_Written request_:
Render the lines of the listing below, from the line containing "If you could point to the person with" through the end of the listing, as a Markdown table with the columns "No." and "Line", omitting any blank lines.

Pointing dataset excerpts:
---------------
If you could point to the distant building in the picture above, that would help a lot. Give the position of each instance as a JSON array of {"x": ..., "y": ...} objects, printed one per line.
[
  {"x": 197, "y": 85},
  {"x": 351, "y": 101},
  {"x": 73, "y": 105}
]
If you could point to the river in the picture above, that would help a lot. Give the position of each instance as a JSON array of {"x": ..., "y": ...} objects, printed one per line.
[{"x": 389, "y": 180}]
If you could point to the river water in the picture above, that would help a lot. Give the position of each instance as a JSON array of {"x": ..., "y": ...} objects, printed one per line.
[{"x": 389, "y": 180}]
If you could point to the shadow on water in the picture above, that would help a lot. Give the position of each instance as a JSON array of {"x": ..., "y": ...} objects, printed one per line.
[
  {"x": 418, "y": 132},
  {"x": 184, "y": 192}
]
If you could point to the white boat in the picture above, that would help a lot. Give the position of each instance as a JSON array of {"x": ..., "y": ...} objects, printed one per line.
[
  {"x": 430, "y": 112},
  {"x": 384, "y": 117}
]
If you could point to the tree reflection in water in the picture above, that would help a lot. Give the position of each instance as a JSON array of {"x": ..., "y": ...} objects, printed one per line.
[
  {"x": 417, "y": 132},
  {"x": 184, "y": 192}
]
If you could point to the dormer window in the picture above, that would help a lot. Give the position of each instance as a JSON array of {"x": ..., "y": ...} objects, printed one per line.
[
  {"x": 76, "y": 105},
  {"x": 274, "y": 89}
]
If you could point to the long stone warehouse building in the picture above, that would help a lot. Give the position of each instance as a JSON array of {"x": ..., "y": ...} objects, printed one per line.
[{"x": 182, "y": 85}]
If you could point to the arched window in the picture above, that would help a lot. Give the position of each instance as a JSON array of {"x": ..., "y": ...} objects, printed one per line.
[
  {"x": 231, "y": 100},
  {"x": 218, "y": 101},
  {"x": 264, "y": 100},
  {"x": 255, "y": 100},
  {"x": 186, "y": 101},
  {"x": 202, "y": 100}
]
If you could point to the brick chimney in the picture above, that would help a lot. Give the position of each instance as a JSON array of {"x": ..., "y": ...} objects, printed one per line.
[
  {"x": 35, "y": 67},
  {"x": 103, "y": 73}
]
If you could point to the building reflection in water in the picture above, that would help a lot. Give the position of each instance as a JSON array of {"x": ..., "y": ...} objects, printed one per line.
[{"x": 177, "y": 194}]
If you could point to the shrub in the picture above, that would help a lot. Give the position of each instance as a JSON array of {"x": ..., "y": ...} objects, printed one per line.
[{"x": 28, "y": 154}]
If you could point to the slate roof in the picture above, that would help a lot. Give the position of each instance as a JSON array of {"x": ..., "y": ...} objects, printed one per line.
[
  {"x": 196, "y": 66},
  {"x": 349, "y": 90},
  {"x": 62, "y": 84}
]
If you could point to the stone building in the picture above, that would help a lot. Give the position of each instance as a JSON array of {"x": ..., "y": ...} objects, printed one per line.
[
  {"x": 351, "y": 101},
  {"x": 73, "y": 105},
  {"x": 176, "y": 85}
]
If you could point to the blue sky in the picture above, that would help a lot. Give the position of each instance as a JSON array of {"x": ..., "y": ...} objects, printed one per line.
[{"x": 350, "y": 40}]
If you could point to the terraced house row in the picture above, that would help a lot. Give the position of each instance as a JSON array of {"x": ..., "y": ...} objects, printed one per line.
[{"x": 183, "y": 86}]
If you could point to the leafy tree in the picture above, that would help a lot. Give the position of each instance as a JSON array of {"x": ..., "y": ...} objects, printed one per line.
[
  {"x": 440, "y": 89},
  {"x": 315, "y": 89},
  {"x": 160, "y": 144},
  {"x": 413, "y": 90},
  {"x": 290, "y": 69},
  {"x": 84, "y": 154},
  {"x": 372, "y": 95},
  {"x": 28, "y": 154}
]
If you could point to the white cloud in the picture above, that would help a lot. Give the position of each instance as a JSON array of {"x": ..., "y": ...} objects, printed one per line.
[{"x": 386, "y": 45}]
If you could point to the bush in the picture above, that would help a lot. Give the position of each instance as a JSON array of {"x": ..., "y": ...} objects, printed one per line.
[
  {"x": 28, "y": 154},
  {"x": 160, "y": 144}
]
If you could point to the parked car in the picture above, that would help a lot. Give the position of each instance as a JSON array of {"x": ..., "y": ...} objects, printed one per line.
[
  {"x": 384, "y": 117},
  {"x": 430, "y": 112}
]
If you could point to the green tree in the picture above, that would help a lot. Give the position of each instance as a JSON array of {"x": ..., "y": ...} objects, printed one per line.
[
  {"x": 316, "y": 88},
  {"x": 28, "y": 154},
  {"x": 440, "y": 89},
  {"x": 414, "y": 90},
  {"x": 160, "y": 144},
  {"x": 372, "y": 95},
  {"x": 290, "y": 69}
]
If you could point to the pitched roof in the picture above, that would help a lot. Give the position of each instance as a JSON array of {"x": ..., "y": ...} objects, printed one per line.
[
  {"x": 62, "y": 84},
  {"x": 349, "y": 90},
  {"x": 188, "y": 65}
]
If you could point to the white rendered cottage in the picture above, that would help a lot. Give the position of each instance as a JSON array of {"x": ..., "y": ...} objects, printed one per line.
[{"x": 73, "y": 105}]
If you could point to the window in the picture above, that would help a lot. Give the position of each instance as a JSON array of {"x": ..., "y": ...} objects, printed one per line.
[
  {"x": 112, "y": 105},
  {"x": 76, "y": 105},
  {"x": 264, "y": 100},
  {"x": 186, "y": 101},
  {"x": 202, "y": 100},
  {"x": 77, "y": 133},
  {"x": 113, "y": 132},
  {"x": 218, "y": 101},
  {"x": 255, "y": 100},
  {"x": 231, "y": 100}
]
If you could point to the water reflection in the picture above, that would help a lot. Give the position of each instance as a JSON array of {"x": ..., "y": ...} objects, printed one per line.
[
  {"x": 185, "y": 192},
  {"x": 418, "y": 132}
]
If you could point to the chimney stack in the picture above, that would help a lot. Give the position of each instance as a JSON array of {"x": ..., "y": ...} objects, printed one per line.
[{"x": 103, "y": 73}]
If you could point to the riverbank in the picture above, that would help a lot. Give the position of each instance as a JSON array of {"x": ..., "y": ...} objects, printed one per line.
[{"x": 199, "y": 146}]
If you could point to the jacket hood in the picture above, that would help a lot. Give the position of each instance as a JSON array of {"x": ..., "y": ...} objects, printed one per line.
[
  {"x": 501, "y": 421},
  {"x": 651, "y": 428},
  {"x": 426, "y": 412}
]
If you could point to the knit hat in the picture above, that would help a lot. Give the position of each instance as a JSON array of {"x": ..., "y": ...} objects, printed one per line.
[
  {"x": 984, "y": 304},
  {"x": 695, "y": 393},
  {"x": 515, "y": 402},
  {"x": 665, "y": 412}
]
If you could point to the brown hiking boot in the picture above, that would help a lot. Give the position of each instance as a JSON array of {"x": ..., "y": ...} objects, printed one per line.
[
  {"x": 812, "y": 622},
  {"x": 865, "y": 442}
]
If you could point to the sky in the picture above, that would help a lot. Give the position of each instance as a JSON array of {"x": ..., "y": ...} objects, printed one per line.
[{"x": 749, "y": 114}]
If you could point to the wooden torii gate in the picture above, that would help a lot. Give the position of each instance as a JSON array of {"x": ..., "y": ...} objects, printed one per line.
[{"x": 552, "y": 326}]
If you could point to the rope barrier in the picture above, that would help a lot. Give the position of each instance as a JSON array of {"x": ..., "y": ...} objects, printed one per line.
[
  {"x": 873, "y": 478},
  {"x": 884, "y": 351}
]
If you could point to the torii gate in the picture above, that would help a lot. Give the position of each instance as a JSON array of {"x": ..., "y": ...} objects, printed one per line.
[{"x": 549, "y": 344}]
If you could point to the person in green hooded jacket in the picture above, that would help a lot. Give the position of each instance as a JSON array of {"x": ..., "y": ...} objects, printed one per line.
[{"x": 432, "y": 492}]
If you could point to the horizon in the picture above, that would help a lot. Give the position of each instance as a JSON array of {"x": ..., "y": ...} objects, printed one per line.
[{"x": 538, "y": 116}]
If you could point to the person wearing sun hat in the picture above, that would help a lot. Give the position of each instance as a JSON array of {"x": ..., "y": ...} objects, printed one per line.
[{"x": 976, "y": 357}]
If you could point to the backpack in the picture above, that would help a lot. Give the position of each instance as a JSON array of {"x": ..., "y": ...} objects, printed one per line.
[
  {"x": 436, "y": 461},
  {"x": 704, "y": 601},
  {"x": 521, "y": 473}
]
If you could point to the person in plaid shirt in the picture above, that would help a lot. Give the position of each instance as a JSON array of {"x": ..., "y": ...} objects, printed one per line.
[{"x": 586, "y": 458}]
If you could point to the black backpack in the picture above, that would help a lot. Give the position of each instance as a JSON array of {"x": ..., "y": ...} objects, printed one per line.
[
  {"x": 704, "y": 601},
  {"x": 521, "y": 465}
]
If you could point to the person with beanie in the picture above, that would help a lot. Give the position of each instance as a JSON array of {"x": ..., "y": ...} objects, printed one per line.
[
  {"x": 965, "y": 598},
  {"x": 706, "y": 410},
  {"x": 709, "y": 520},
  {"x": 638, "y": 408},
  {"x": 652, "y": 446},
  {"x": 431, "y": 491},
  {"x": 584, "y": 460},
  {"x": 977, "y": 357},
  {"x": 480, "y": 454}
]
---------------
_Exercise solution_:
| No. | Line |
|---|---|
| 1 | If you could point to the person with beanie in the picture above, that would help a lot. Give the position of each instance as a JSON array of {"x": ..., "y": ...} objects, printed one per line. |
| 2 | [ |
| 3 |   {"x": 965, "y": 598}, |
| 4 |   {"x": 706, "y": 410}, |
| 5 |   {"x": 709, "y": 520}, |
| 6 |   {"x": 638, "y": 408}, |
| 7 |   {"x": 652, "y": 446}, |
| 8 |   {"x": 431, "y": 491}, |
| 9 |   {"x": 584, "y": 460}, |
| 10 |   {"x": 977, "y": 357}, |
| 11 |   {"x": 480, "y": 454} |
| 12 | ] |